___ SOURCE MATERIAL

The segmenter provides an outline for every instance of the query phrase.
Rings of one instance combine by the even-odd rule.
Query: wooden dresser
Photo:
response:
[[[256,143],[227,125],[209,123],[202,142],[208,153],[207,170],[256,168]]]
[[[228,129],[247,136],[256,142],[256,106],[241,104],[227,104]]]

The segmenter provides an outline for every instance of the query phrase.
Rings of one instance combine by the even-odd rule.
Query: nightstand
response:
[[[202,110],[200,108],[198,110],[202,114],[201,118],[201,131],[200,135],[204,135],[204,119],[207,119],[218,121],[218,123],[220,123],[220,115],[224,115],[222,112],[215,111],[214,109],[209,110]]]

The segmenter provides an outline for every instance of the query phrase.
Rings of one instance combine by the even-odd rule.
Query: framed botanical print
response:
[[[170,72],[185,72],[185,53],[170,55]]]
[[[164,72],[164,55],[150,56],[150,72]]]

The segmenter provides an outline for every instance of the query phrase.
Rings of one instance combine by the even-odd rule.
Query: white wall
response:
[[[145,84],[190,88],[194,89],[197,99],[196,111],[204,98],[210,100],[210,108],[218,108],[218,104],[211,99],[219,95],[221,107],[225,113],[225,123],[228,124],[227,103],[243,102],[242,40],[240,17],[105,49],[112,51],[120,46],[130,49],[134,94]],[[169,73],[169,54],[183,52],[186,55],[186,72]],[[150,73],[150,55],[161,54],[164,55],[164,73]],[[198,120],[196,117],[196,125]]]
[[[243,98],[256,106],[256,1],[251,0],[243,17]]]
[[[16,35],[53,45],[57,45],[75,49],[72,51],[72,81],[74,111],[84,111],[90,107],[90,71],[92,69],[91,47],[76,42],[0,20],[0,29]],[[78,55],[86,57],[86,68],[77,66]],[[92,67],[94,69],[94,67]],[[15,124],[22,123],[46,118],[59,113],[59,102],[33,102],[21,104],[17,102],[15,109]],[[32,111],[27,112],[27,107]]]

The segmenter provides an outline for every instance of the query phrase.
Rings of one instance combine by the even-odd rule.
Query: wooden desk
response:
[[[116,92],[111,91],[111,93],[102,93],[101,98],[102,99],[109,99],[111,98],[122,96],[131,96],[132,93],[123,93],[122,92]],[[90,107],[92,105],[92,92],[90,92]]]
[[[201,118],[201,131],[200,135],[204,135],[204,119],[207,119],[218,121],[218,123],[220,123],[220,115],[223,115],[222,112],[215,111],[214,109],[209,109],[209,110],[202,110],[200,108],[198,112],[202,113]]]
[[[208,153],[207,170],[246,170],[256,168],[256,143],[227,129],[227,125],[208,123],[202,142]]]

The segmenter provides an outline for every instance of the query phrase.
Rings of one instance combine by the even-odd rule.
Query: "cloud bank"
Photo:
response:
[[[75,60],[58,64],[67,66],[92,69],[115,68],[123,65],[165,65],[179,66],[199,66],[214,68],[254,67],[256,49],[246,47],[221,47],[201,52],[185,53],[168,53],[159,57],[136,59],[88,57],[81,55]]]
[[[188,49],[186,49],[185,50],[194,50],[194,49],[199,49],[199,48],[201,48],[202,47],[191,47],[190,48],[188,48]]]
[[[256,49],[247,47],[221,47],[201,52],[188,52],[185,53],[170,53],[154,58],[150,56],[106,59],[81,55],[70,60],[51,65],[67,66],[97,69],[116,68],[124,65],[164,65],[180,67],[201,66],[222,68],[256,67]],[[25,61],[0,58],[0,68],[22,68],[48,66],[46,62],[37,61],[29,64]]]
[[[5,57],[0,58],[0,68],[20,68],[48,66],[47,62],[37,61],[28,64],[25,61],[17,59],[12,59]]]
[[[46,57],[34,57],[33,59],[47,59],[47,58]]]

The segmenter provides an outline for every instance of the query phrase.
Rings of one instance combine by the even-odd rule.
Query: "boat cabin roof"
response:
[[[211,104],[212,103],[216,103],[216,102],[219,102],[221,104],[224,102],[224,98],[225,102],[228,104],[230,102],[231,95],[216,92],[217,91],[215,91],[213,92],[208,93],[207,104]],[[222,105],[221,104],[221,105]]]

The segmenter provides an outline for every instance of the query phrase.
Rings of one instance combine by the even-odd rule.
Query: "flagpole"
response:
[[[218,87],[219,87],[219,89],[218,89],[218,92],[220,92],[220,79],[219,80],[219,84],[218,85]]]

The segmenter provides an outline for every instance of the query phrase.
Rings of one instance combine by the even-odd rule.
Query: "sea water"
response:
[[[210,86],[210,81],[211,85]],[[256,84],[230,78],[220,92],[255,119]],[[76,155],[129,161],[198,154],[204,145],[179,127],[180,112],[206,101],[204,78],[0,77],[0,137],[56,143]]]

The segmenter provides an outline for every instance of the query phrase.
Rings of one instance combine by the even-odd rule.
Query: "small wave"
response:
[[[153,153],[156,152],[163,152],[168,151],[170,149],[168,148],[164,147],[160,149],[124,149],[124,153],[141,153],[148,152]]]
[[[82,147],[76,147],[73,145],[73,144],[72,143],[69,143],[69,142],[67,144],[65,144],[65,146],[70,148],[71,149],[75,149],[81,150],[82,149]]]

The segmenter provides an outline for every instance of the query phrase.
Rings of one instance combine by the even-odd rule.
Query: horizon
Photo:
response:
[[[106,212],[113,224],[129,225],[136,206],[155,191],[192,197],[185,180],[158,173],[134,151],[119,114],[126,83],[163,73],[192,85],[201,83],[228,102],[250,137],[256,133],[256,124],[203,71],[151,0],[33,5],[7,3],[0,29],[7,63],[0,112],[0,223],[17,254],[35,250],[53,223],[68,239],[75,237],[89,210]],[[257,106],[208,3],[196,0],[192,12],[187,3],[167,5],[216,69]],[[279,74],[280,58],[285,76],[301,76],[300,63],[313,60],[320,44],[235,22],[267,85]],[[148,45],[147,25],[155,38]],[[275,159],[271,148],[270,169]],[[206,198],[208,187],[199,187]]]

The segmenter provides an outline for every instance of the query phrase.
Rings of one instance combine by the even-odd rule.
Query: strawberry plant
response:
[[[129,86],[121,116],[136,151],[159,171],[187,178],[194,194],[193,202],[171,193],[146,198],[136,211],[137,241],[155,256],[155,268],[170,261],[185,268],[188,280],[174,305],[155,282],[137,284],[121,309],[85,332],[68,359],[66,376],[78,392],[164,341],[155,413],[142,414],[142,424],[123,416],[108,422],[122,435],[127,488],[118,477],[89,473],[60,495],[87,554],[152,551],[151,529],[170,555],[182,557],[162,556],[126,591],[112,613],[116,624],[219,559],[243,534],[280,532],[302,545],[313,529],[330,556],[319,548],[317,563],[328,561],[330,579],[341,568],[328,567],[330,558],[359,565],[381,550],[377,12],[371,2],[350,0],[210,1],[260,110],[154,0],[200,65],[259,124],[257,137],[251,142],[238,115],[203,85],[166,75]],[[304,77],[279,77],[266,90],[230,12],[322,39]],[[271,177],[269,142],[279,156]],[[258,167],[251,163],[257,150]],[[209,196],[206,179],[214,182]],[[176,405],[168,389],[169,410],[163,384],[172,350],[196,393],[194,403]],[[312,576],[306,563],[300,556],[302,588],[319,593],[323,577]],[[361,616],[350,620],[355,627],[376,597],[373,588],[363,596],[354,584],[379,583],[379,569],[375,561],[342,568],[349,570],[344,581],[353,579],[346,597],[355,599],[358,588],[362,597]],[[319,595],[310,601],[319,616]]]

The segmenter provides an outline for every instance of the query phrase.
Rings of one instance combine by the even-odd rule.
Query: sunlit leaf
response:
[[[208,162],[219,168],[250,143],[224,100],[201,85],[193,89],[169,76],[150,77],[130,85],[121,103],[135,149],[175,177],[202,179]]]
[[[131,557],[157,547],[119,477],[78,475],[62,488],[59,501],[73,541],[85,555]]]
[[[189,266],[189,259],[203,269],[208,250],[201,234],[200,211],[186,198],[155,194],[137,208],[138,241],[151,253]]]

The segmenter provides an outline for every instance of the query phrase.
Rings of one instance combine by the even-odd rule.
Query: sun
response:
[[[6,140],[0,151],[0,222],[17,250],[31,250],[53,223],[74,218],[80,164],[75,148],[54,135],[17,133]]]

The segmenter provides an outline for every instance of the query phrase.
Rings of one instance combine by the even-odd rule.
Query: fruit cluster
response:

______
___ SOURCE MATERIAL

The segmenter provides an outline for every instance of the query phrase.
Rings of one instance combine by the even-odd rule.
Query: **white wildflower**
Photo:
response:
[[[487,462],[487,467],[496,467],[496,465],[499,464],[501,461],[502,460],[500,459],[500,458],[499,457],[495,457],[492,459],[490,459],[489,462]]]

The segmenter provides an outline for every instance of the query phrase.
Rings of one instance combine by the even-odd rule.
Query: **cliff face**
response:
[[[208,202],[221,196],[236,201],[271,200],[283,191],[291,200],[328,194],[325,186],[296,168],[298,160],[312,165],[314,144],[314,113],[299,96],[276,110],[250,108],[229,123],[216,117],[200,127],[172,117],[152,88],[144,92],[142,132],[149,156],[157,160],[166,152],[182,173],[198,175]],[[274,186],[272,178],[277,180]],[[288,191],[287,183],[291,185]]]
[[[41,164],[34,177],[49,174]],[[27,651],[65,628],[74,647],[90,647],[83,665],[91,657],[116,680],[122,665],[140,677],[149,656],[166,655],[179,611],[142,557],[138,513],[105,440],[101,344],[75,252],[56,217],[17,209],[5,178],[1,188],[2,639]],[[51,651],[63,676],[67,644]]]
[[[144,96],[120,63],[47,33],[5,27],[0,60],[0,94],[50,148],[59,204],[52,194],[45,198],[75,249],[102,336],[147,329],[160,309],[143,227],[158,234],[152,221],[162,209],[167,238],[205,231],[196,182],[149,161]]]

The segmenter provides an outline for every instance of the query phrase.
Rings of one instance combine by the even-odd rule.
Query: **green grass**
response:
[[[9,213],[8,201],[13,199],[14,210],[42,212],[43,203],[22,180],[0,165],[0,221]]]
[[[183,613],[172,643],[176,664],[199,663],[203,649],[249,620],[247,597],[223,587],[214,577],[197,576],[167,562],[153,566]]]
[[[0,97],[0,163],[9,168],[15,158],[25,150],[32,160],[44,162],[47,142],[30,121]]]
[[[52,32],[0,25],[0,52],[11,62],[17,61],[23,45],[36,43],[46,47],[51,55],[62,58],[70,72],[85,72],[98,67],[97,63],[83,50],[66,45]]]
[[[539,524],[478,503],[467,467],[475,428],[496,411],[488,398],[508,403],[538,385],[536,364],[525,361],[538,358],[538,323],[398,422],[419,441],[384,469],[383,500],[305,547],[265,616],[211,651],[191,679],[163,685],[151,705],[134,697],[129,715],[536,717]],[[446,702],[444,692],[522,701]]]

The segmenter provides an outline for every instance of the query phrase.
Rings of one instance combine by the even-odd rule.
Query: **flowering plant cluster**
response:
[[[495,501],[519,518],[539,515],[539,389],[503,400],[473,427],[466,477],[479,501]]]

______
___ SOURCE MATERIAL

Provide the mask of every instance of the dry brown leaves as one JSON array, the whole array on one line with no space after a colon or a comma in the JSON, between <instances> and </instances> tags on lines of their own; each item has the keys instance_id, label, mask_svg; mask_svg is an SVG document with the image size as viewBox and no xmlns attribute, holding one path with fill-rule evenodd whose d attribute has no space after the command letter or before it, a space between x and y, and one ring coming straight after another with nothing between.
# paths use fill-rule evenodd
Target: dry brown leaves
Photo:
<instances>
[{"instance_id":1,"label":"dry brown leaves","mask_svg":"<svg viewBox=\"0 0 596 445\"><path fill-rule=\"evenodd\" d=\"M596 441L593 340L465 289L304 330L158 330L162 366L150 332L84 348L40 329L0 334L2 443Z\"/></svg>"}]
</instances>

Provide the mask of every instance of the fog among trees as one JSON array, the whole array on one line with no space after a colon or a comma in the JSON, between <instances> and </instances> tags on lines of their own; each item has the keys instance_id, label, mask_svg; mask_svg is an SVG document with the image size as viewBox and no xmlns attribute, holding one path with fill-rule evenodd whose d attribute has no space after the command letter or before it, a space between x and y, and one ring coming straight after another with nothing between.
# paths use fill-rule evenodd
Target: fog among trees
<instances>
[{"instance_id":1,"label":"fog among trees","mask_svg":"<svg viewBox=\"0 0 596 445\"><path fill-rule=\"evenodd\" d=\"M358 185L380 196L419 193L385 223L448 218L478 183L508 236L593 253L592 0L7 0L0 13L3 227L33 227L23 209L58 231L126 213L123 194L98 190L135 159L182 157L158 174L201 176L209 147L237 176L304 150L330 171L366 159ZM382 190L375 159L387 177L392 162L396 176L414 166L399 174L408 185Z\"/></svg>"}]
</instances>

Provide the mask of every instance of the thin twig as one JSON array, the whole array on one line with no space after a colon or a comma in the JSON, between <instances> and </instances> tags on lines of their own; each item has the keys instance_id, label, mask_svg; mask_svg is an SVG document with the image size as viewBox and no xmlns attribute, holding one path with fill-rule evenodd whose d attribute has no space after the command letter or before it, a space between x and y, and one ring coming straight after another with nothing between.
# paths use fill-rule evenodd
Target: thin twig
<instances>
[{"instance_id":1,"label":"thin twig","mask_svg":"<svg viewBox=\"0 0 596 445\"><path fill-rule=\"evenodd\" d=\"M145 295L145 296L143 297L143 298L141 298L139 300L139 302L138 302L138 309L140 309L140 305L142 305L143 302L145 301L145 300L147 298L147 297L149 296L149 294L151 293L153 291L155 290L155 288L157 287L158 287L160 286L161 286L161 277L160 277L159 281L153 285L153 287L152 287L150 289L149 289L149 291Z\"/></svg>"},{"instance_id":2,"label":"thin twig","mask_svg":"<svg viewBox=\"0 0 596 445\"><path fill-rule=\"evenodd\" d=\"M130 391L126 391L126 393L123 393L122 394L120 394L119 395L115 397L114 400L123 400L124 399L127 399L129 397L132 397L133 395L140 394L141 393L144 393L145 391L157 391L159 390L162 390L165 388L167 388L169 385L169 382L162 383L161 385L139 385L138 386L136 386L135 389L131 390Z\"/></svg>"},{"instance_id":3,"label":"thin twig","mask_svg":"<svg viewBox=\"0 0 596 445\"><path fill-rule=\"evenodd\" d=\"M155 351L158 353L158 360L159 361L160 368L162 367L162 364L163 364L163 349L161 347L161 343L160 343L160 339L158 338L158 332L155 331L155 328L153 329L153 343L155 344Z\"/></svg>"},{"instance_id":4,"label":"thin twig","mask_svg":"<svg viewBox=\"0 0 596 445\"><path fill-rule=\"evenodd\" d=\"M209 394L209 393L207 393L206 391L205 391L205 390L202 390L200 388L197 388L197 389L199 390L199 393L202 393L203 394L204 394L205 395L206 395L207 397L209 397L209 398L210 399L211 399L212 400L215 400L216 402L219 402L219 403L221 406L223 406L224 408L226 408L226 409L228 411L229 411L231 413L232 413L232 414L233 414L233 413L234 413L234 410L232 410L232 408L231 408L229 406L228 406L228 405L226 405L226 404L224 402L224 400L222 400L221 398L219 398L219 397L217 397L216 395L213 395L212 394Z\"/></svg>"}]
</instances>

______

WHAT YOU NEED TO DO
List every line of the records that contains the word "wooden", matching uppercase and lowercase exactly.

TASK RESPONSE
Query: wooden dresser
Query: wooden desk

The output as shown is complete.